*Work instructions:*
Reproduce verbatim the lines of the items below, from the line containing "Please examine the provided image and locate the upright" through the line containing "[0,221,38,262]", including both of those lines.

*Provided data:*
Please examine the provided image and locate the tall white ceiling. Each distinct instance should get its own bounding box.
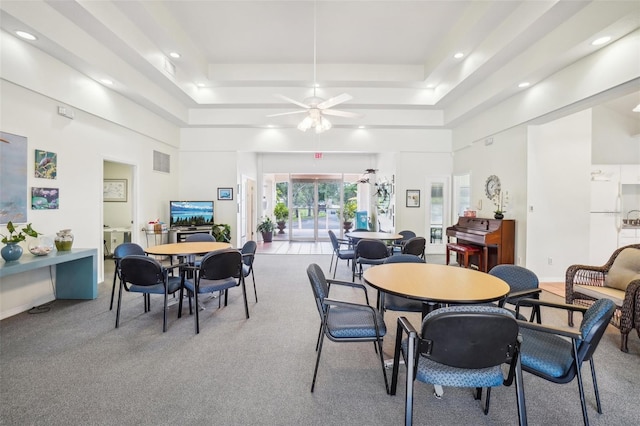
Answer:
[0,0,640,128]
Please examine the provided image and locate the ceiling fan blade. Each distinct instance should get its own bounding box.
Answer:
[267,109,308,117]
[275,95,311,109]
[322,109,362,118]
[318,93,353,109]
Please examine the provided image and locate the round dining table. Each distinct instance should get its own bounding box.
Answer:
[144,241,231,256]
[362,263,510,315]
[344,231,402,241]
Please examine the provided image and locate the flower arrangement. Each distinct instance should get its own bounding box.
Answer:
[491,190,509,214]
[0,221,39,244]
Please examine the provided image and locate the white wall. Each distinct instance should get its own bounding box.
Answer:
[526,110,592,282]
[102,161,133,228]
[453,126,528,266]
[0,80,178,318]
[591,106,640,164]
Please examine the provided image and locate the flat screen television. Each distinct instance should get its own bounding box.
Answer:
[169,201,213,227]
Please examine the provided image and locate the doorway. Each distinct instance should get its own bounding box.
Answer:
[288,176,342,241]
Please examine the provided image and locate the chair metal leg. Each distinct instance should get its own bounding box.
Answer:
[251,267,258,303]
[240,274,249,319]
[194,288,200,334]
[516,356,527,426]
[573,340,589,426]
[589,358,602,414]
[109,265,118,310]
[404,338,416,426]
[374,337,389,395]
[311,322,327,392]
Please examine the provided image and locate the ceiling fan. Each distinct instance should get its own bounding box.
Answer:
[267,1,362,133]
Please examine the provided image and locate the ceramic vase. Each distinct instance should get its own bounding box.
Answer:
[0,243,22,262]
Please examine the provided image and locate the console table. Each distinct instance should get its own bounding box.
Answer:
[0,249,98,299]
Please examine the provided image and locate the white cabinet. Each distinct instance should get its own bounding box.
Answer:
[618,228,640,247]
[590,165,621,213]
[588,213,620,265]
[620,164,640,185]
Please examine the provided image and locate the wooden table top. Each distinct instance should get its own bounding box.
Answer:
[363,263,510,303]
[344,231,402,240]
[144,241,231,256]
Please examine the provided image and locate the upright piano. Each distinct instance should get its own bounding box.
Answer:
[447,216,516,272]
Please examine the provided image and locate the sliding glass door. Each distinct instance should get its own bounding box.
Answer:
[289,177,342,241]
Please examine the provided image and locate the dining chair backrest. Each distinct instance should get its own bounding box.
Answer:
[402,237,427,257]
[185,233,216,243]
[199,249,243,280]
[307,263,329,321]
[240,240,258,266]
[384,254,427,263]
[120,254,166,290]
[113,243,145,264]
[418,305,518,369]
[355,239,389,259]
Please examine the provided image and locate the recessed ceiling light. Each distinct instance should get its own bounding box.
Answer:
[16,31,38,41]
[591,36,611,46]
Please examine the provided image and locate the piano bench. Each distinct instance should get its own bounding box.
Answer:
[446,243,483,271]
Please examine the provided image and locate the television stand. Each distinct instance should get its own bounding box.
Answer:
[169,226,211,243]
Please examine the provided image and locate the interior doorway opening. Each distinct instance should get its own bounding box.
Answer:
[262,173,360,242]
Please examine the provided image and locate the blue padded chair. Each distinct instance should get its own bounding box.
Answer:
[391,305,527,425]
[378,254,426,315]
[116,254,184,332]
[328,229,354,278]
[109,243,145,310]
[351,239,389,281]
[489,265,542,324]
[240,240,258,303]
[178,249,249,334]
[392,229,417,253]
[307,263,389,393]
[401,237,427,259]
[181,232,216,268]
[516,299,616,426]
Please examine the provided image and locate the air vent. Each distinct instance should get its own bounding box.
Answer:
[153,151,171,173]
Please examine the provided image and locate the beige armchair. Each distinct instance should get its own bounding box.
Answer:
[565,244,640,352]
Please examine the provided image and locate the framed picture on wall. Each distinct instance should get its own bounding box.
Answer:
[102,179,127,203]
[407,189,420,207]
[218,188,233,200]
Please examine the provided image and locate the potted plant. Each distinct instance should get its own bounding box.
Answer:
[342,200,358,231]
[257,217,274,243]
[211,223,231,243]
[273,203,289,234]
[0,221,38,262]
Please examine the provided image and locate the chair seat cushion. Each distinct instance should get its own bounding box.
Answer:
[129,277,182,294]
[402,339,504,388]
[358,257,387,265]
[573,284,624,306]
[384,294,422,312]
[520,328,573,378]
[327,306,387,340]
[604,248,640,291]
[338,249,354,259]
[184,278,238,293]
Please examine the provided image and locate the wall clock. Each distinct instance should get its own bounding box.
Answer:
[484,175,500,200]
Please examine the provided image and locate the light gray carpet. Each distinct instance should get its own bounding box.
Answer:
[0,255,640,425]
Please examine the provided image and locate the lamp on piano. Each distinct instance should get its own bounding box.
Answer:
[491,190,509,219]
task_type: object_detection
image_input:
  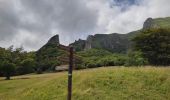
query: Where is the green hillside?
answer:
[0,67,170,100]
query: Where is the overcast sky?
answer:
[0,0,170,51]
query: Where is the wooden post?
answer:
[67,47,73,100]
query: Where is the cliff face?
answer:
[47,34,60,44]
[85,33,129,53]
[69,17,170,53]
[143,18,159,30]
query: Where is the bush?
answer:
[125,51,148,66]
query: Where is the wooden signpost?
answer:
[58,44,73,100]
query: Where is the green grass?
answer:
[0,67,170,100]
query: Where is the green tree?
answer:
[133,29,170,65]
[17,58,35,74]
[1,62,15,80]
[125,51,148,66]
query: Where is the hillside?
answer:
[70,17,170,53]
[0,67,170,100]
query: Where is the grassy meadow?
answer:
[0,67,170,100]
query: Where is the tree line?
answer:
[0,29,170,79]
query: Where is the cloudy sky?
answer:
[0,0,170,51]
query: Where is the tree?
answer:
[1,62,15,80]
[125,51,148,66]
[133,29,170,65]
[17,58,35,75]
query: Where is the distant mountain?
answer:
[70,17,170,53]
[143,17,170,29]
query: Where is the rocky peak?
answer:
[47,34,60,44]
[143,18,159,30]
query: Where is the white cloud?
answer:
[0,0,170,50]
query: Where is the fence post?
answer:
[67,47,73,100]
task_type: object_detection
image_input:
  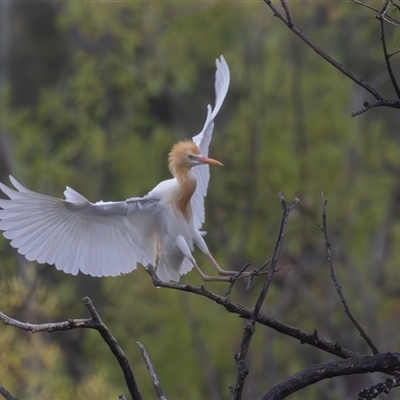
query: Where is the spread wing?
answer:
[0,176,161,276]
[192,56,230,229]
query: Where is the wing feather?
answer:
[192,55,230,229]
[0,177,161,276]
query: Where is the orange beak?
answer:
[198,156,224,167]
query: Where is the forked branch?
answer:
[230,193,299,400]
[0,297,142,400]
[319,195,379,354]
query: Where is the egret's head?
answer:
[168,140,222,175]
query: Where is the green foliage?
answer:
[0,2,400,399]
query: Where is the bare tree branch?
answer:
[136,342,167,400]
[0,383,18,400]
[230,193,299,400]
[357,378,400,400]
[264,0,400,117]
[377,0,400,100]
[0,297,142,400]
[262,353,400,400]
[319,194,379,354]
[147,267,359,359]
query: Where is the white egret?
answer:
[0,56,244,282]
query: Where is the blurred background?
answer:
[0,1,400,400]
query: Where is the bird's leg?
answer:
[205,252,254,279]
[176,235,232,282]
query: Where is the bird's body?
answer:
[0,56,229,281]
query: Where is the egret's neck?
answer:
[174,168,197,221]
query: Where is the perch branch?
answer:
[147,267,359,359]
[230,193,299,400]
[319,195,379,354]
[136,342,167,400]
[262,353,400,400]
[0,297,142,400]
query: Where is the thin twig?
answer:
[0,383,18,400]
[357,378,400,400]
[136,342,167,400]
[225,261,254,297]
[83,297,142,400]
[319,194,379,354]
[0,297,142,400]
[262,353,400,400]
[264,0,400,117]
[230,193,299,400]
[377,0,400,100]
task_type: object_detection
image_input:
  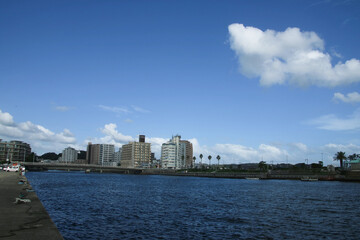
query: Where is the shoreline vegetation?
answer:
[18,163,360,182]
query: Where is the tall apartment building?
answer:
[86,142,115,166]
[0,139,31,162]
[114,148,122,165]
[161,135,193,169]
[180,140,193,168]
[61,147,78,163]
[121,135,151,168]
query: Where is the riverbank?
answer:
[141,169,360,182]
[0,171,63,240]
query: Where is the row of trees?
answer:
[193,154,221,166]
[334,151,360,168]
[193,151,360,168]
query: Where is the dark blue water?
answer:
[26,172,360,239]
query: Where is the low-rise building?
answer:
[121,135,151,168]
[61,147,78,163]
[0,139,31,162]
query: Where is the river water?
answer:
[26,171,360,239]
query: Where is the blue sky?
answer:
[0,0,360,164]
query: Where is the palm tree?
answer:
[334,152,346,168]
[216,155,221,168]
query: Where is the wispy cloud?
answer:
[0,110,76,154]
[131,105,150,113]
[308,108,360,131]
[333,92,360,103]
[55,106,72,112]
[98,105,130,114]
[228,23,360,87]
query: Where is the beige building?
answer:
[86,142,115,166]
[121,135,151,168]
[180,140,193,168]
[0,139,31,162]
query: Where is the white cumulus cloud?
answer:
[0,110,14,126]
[308,108,360,131]
[0,110,76,152]
[98,105,130,114]
[228,23,360,87]
[333,92,360,103]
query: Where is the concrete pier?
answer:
[0,170,63,240]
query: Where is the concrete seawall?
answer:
[0,170,63,240]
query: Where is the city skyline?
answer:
[0,1,360,165]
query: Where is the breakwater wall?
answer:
[141,169,360,181]
[0,171,63,240]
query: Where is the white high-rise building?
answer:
[61,147,78,163]
[114,148,122,165]
[99,144,115,166]
[161,135,192,169]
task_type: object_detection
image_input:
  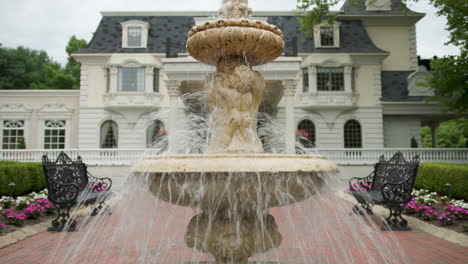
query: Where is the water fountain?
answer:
[135,0,337,264]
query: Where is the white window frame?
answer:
[117,67,147,93]
[314,21,341,49]
[42,119,68,149]
[120,20,150,49]
[0,119,28,149]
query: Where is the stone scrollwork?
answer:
[283,79,298,96]
[218,0,253,19]
[164,80,182,97]
[205,61,265,153]
[185,213,283,264]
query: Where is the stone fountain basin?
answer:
[187,20,284,66]
[134,154,338,212]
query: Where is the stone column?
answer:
[309,65,317,94]
[109,66,119,93]
[283,79,297,154]
[344,65,353,93]
[145,66,154,93]
[431,122,439,148]
[164,80,181,154]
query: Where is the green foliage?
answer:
[0,161,45,196]
[421,118,468,148]
[65,35,88,89]
[415,163,468,200]
[0,44,73,90]
[297,0,468,113]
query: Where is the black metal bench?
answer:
[349,152,419,231]
[42,151,112,231]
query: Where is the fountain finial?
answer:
[218,0,253,19]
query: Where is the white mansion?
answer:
[0,0,460,153]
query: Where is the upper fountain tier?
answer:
[187,0,284,66]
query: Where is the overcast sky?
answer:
[0,0,459,63]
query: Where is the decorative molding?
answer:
[313,21,341,49]
[37,104,75,119]
[164,80,182,97]
[409,25,418,71]
[0,104,33,119]
[282,79,299,96]
[366,0,392,11]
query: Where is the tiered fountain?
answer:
[136,0,337,264]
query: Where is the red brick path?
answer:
[0,192,468,264]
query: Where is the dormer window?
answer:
[127,27,141,48]
[121,20,149,48]
[314,22,340,48]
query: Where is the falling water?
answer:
[44,0,407,264]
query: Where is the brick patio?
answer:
[0,192,468,264]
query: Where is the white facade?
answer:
[0,7,460,150]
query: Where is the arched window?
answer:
[344,119,362,148]
[296,119,315,148]
[146,120,166,147]
[100,120,119,148]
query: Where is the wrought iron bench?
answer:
[349,152,419,231]
[42,151,112,231]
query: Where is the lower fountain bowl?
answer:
[134,154,338,212]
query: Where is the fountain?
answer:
[134,0,337,264]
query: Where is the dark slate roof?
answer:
[381,71,428,102]
[341,0,419,14]
[78,16,385,53]
[78,16,195,53]
[267,16,386,53]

*Response below:*
Please examine the provided image and locate the upright piano. Each distinct instance should get its own bounding box.
Answer:
[447,216,516,272]
Please examine the provided image and locate the sliding glass door. Each distinct instance should get its own bounding box.
Answer:
[289,177,342,241]
Please examine the provided image and locate the dining chair backrest. Each distinct instance should get its own bounding box.
Answer:
[402,237,427,257]
[185,233,216,243]
[199,249,243,280]
[307,263,329,321]
[240,240,258,266]
[384,254,427,263]
[120,254,166,290]
[113,243,145,264]
[418,305,518,369]
[355,239,389,259]
Please examine the provided image and locate the recessed ceiling light. Each distinct instance should get its own bounding box.
Answer:
[16,31,38,41]
[591,36,611,46]
Please examine the provided image and locate the piano bench. Each distinct instance should get its own bounding box.
Answer:
[446,243,483,271]
Please examine the provided image and locate the television stand. Each distinct instance should get its own bounding box.
Answer:
[169,226,211,243]
Please examine the provided image and locate the interior doorway opening. Each distinct instance should get its own bounding box.
Answer:
[262,173,360,242]
Please examine the provided image and locate the blue padded chair. Each distinct instance should get its own bounding box.
Answer:
[391,305,527,425]
[378,254,426,315]
[116,254,184,332]
[328,229,354,278]
[109,243,145,310]
[351,239,389,281]
[489,265,542,324]
[240,240,258,303]
[178,249,249,334]
[392,229,417,253]
[307,263,389,393]
[401,237,427,259]
[181,232,216,268]
[516,299,616,426]
Please examine the provided image and locate the air vent. Each distinct instance should get its own bounding box.
Answer:
[153,151,171,173]
Please examine the provided image and locate the beige armchair. Each distinct instance should get its own bounding box.
Answer:
[565,244,640,352]
Please examine the provided image and locate the framed picture on wall. Each distinct instance should get its own bounding box.
Answer:
[102,179,127,203]
[407,189,420,207]
[218,188,233,200]
Please examine the provided image and locate the potted plant. Each distinct instance should get its own bounding box.
Answer:
[342,200,358,231]
[257,217,274,243]
[211,223,231,243]
[273,203,289,234]
[0,221,38,262]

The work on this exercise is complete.